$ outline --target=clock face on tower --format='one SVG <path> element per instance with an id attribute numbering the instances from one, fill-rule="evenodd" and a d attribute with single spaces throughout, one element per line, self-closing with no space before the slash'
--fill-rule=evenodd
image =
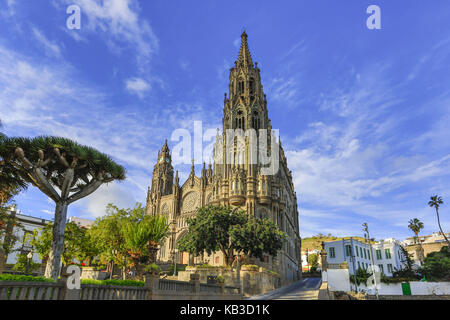
<path id="1" fill-rule="evenodd" d="M 166 158 L 166 162 L 169 163 L 169 161 L 170 161 L 169 158 Z"/>

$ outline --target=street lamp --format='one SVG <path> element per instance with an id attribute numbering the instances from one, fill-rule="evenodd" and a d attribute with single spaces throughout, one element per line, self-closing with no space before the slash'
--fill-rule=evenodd
<path id="1" fill-rule="evenodd" d="M 366 222 L 364 222 L 362 224 L 363 226 L 363 231 L 366 232 L 366 234 L 364 235 L 364 238 L 367 235 L 367 243 L 369 244 L 369 249 L 370 249 L 370 261 L 372 262 L 372 275 L 373 275 L 373 281 L 375 283 L 375 295 L 377 297 L 378 300 L 378 285 L 377 285 L 377 277 L 375 276 L 375 262 L 373 260 L 373 252 L 372 252 L 372 245 L 370 244 L 370 233 L 369 233 L 369 226 L 367 225 Z"/>
<path id="2" fill-rule="evenodd" d="M 33 251 L 28 252 L 27 254 L 27 269 L 25 270 L 25 273 L 28 274 L 28 271 L 30 270 L 30 260 L 33 258 Z"/>
<path id="3" fill-rule="evenodd" d="M 177 257 L 178 257 L 178 249 L 174 249 L 175 252 L 175 258 L 174 260 L 174 264 L 173 264 L 173 275 L 176 276 L 177 275 Z"/>

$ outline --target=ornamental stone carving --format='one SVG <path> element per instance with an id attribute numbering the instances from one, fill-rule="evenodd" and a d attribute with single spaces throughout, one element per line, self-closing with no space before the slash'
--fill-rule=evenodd
<path id="1" fill-rule="evenodd" d="M 197 192 L 189 192 L 183 199 L 183 212 L 194 211 L 199 207 L 200 198 Z"/>

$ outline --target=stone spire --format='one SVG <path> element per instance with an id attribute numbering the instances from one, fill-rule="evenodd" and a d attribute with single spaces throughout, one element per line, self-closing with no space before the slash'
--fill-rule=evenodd
<path id="1" fill-rule="evenodd" d="M 241 34 L 241 48 L 239 50 L 239 57 L 237 62 L 238 64 L 253 67 L 252 56 L 250 54 L 250 50 L 248 49 L 247 33 L 245 33 L 245 30 Z"/>

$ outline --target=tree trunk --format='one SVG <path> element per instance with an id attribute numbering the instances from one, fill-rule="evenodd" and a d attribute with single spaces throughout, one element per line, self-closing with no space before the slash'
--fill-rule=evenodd
<path id="1" fill-rule="evenodd" d="M 444 231 L 442 231 L 441 221 L 439 220 L 439 211 L 438 211 L 437 208 L 436 208 L 436 215 L 437 215 L 437 219 L 438 219 L 439 230 L 441 230 L 441 233 L 442 233 L 442 235 L 444 236 L 445 241 L 447 241 L 447 244 L 448 244 L 448 246 L 447 246 L 447 251 L 450 252 L 450 242 L 448 241 L 447 237 L 445 236 Z"/>
<path id="2" fill-rule="evenodd" d="M 6 257 L 3 251 L 3 248 L 0 248 L 0 274 L 3 273 L 6 265 Z"/>
<path id="3" fill-rule="evenodd" d="M 45 277 L 58 279 L 61 267 L 61 254 L 64 250 L 64 229 L 66 227 L 68 205 L 64 202 L 56 203 L 55 221 L 53 224 L 52 248 L 45 268 Z"/>

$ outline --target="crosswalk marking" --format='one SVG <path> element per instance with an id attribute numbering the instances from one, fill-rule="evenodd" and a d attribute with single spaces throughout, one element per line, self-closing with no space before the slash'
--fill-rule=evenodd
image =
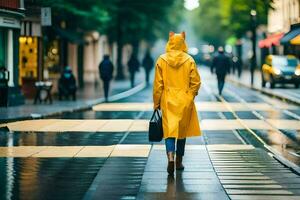
<path id="1" fill-rule="evenodd" d="M 38 131 L 41 132 L 65 132 L 82 123 L 81 120 L 57 120 L 55 123 L 41 127 Z M 28 125 L 28 124 L 26 124 Z M 30 125 L 28 125 L 30 126 Z"/>
<path id="2" fill-rule="evenodd" d="M 277 184 L 266 184 L 266 185 L 224 185 L 225 189 L 281 189 L 283 188 L 281 185 Z"/>
<path id="3" fill-rule="evenodd" d="M 229 195 L 232 200 L 299 200 L 300 196 L 288 196 L 288 195 Z"/>
<path id="4" fill-rule="evenodd" d="M 134 120 L 114 119 L 106 121 L 107 123 L 105 123 L 105 125 L 98 130 L 99 132 L 126 132 L 132 126 Z"/>
<path id="5" fill-rule="evenodd" d="M 103 127 L 108 121 L 99 121 L 99 120 L 84 120 L 79 125 L 72 127 L 69 131 L 78 131 L 78 130 L 85 130 L 87 132 L 97 132 Z"/>
<path id="6" fill-rule="evenodd" d="M 299 120 L 268 119 L 267 121 L 278 129 L 300 130 Z"/>
<path id="7" fill-rule="evenodd" d="M 116 145 L 113 157 L 148 157 L 151 145 Z"/>
<path id="8" fill-rule="evenodd" d="M 0 147 L 0 157 L 148 157 L 151 145 Z"/>
<path id="9" fill-rule="evenodd" d="M 229 111 L 223 102 L 196 102 L 198 111 L 226 112 Z M 273 107 L 267 103 L 229 103 L 234 111 L 272 111 Z M 280 106 L 279 106 L 280 107 Z M 295 109 L 294 106 L 281 106 L 282 109 Z M 280 108 L 281 108 L 280 107 Z M 103 103 L 93 106 L 94 111 L 153 111 L 153 103 Z"/>
<path id="10" fill-rule="evenodd" d="M 30 157 L 45 149 L 46 146 L 0 147 L 0 157 Z"/>
<path id="11" fill-rule="evenodd" d="M 274 130 L 272 126 L 262 120 L 242 119 L 251 129 Z M 270 120 L 278 129 L 300 130 L 298 120 Z M 11 131 L 24 132 L 147 132 L 148 120 L 112 119 L 112 120 L 66 120 L 43 119 L 26 120 L 2 124 Z M 236 130 L 244 129 L 238 120 L 204 119 L 200 123 L 202 130 Z"/>
<path id="12" fill-rule="evenodd" d="M 269 195 L 291 195 L 293 194 L 290 191 L 287 190 L 243 190 L 243 189 L 227 189 L 226 192 L 230 194 L 269 194 Z"/>

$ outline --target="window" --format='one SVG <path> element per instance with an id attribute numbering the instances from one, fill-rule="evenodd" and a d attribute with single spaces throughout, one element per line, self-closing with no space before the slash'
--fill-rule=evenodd
<path id="1" fill-rule="evenodd" d="M 287 57 L 274 57 L 273 65 L 277 67 L 297 67 L 299 64 L 299 60 L 296 58 L 287 58 Z"/>

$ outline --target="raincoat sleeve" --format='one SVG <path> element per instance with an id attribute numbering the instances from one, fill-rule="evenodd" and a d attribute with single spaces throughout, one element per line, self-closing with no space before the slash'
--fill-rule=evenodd
<path id="1" fill-rule="evenodd" d="M 197 66 L 195 62 L 192 62 L 191 71 L 190 71 L 190 90 L 194 96 L 198 95 L 198 90 L 200 88 L 200 85 L 201 85 L 201 78 L 198 73 Z"/>
<path id="2" fill-rule="evenodd" d="M 153 103 L 154 103 L 154 110 L 160 107 L 160 99 L 164 89 L 164 82 L 162 76 L 162 69 L 161 69 L 161 58 L 159 58 L 155 64 L 155 77 L 153 83 Z"/>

|---|

Problem: For this exercise, return every entry verbatim and omit all pictures.

The completed task:
$ outline --target=clock face on tower --format='one SVG <path> element per instance with an id attribute numbering the instances from one, fill-rule="evenodd" and a d attribute with single spaces throughout, one element per line, self-closing with no space before the slash'
--fill-rule=evenodd
image =
<path id="1" fill-rule="evenodd" d="M 166 158 L 166 162 L 169 163 L 169 161 L 170 161 L 169 158 Z"/>

$ outline --target=street lamp --format='one SVG <path> element per instance with an id attribute numbering the instances from one, fill-rule="evenodd" and a d attribute with single spaces throughout, one element per line, self-closing with no space before the slash'
--fill-rule=evenodd
<path id="1" fill-rule="evenodd" d="M 366 222 L 364 222 L 362 224 L 363 226 L 363 231 L 366 232 L 366 234 L 364 235 L 364 238 L 367 235 L 367 243 L 369 244 L 369 249 L 370 249 L 370 261 L 372 262 L 372 275 L 373 275 L 373 281 L 375 283 L 375 295 L 377 297 L 378 300 L 378 285 L 377 285 L 377 277 L 375 276 L 375 262 L 373 260 L 373 252 L 372 252 L 372 245 L 370 244 L 370 233 L 369 233 L 369 226 L 367 225 Z"/>
<path id="2" fill-rule="evenodd" d="M 33 251 L 28 252 L 27 254 L 27 269 L 25 270 L 25 273 L 28 274 L 28 271 L 30 270 L 30 260 L 33 258 Z"/>
<path id="3" fill-rule="evenodd" d="M 177 257 L 178 257 L 178 249 L 174 249 L 175 252 L 175 258 L 174 260 L 174 264 L 173 264 L 173 275 L 176 276 L 177 275 Z"/>

$ outline --target=ornamental stone carving --format='one SVG <path> element per instance with an id attribute numbering the instances from one, fill-rule="evenodd" and a d attribute with single spaces throughout, one element per line, self-closing with no space before the slash'
--fill-rule=evenodd
<path id="1" fill-rule="evenodd" d="M 197 192 L 189 192 L 183 199 L 183 212 L 194 211 L 199 207 L 200 198 Z"/>

$ outline --target=stone spire --format='one SVG <path> element per instance with an id attribute numbering the instances from one, fill-rule="evenodd" and a d attribute with single spaces throughout, one element per line, self-closing with no space before the slash'
--fill-rule=evenodd
<path id="1" fill-rule="evenodd" d="M 241 34 L 241 48 L 239 50 L 239 57 L 237 62 L 238 64 L 253 67 L 252 56 L 250 54 L 250 50 L 248 49 L 247 33 L 245 33 L 245 30 Z"/>

$ outline --target=tree trunk --format='one SVG <path> element per instance with an id attribute numbering the instances from one, fill-rule="evenodd" and a d attribute with single spaces throughout, one element per line, self-closing with no space before the slash'
--fill-rule=evenodd
<path id="1" fill-rule="evenodd" d="M 444 231 L 442 231 L 441 221 L 439 220 L 439 211 L 438 211 L 437 208 L 436 208 L 436 215 L 437 215 L 437 219 L 438 219 L 439 230 L 441 230 L 441 233 L 442 233 L 442 235 L 444 236 L 445 241 L 447 241 L 447 244 L 448 244 L 448 246 L 447 246 L 447 251 L 450 252 L 450 242 L 448 241 L 447 237 L 445 236 Z"/>
<path id="2" fill-rule="evenodd" d="M 6 257 L 3 251 L 3 248 L 0 248 L 0 274 L 3 273 L 6 265 Z"/>
<path id="3" fill-rule="evenodd" d="M 45 277 L 58 279 L 61 267 L 61 254 L 64 250 L 64 229 L 66 227 L 68 205 L 64 202 L 56 203 L 55 221 L 53 224 L 52 248 L 45 268 Z"/>

$ outline --target="crosswalk marking" --format='one SVG <path> element per instance with an id attribute numbering the instances from one, fill-rule="evenodd" and a d attribute with single spaces throughout, one element per line, self-closing with no space before the slash'
--fill-rule=evenodd
image =
<path id="1" fill-rule="evenodd" d="M 38 131 L 41 132 L 65 132 L 82 123 L 81 120 L 57 120 L 55 123 L 41 127 Z M 28 125 L 28 124 L 26 124 Z M 30 125 L 28 125 L 30 126 Z"/>
<path id="2" fill-rule="evenodd" d="M 277 184 L 266 184 L 266 185 L 224 185 L 225 189 L 281 189 L 283 188 L 281 185 Z"/>
<path id="3" fill-rule="evenodd" d="M 229 195 L 232 200 L 299 200 L 300 196 L 288 196 L 288 195 Z"/>
<path id="4" fill-rule="evenodd" d="M 134 120 L 114 119 L 106 121 L 107 123 L 105 123 L 105 125 L 98 130 L 99 132 L 126 132 L 132 126 Z"/>
<path id="5" fill-rule="evenodd" d="M 103 127 L 108 121 L 99 121 L 99 120 L 84 120 L 79 125 L 72 127 L 69 131 L 78 131 L 78 130 L 85 130 L 87 132 L 97 132 Z"/>
<path id="6" fill-rule="evenodd" d="M 299 120 L 268 119 L 267 121 L 278 129 L 300 130 Z"/>
<path id="7" fill-rule="evenodd" d="M 116 145 L 113 157 L 148 157 L 151 145 Z"/>
<path id="8" fill-rule="evenodd" d="M 0 147 L 0 157 L 148 157 L 151 145 Z"/>
<path id="9" fill-rule="evenodd" d="M 229 111 L 223 102 L 196 102 L 198 111 L 226 112 Z M 273 107 L 267 103 L 229 103 L 234 111 L 272 111 Z M 280 106 L 279 106 L 280 107 Z M 295 109 L 294 106 L 281 106 L 282 109 Z M 280 108 L 281 108 L 280 107 Z M 103 103 L 93 106 L 94 111 L 153 111 L 153 103 Z"/>
<path id="10" fill-rule="evenodd" d="M 30 157 L 45 149 L 46 146 L 0 147 L 0 157 Z"/>
<path id="11" fill-rule="evenodd" d="M 274 130 L 272 126 L 262 120 L 242 119 L 251 129 Z M 270 120 L 278 129 L 300 130 L 298 120 Z M 11 131 L 24 132 L 147 132 L 148 120 L 112 119 L 112 120 L 66 120 L 43 119 L 26 120 L 2 124 Z M 236 130 L 244 129 L 238 120 L 204 119 L 200 123 L 202 130 Z"/>
<path id="12" fill-rule="evenodd" d="M 269 195 L 291 195 L 293 194 L 290 191 L 287 190 L 243 190 L 243 189 L 227 189 L 226 192 L 230 194 L 269 194 Z"/>

$ outline --target="window" --format='one SVG <path> element per instance with an id attribute numbering the instances from one, fill-rule="evenodd" and a d attribute with single spaces throughout, one element per line, self-closing with no space before the slash'
--fill-rule=evenodd
<path id="1" fill-rule="evenodd" d="M 287 57 L 274 57 L 273 65 L 277 67 L 297 67 L 299 64 L 299 60 L 296 58 L 287 58 Z"/>

$ outline --target="raincoat sleeve" --format='one SVG <path> element per instance with an id attribute numbering the instances from one, fill-rule="evenodd" and a d attribute with single spaces throughout, one element per line, self-closing with no space before the slash'
--fill-rule=evenodd
<path id="1" fill-rule="evenodd" d="M 197 66 L 195 62 L 192 62 L 191 71 L 190 71 L 190 90 L 194 96 L 198 95 L 198 90 L 200 88 L 200 85 L 201 85 L 201 78 L 198 73 Z"/>
<path id="2" fill-rule="evenodd" d="M 153 103 L 154 103 L 154 110 L 160 107 L 160 99 L 164 89 L 164 82 L 162 76 L 162 69 L 161 69 L 161 58 L 159 58 L 155 64 L 155 77 L 153 83 Z"/>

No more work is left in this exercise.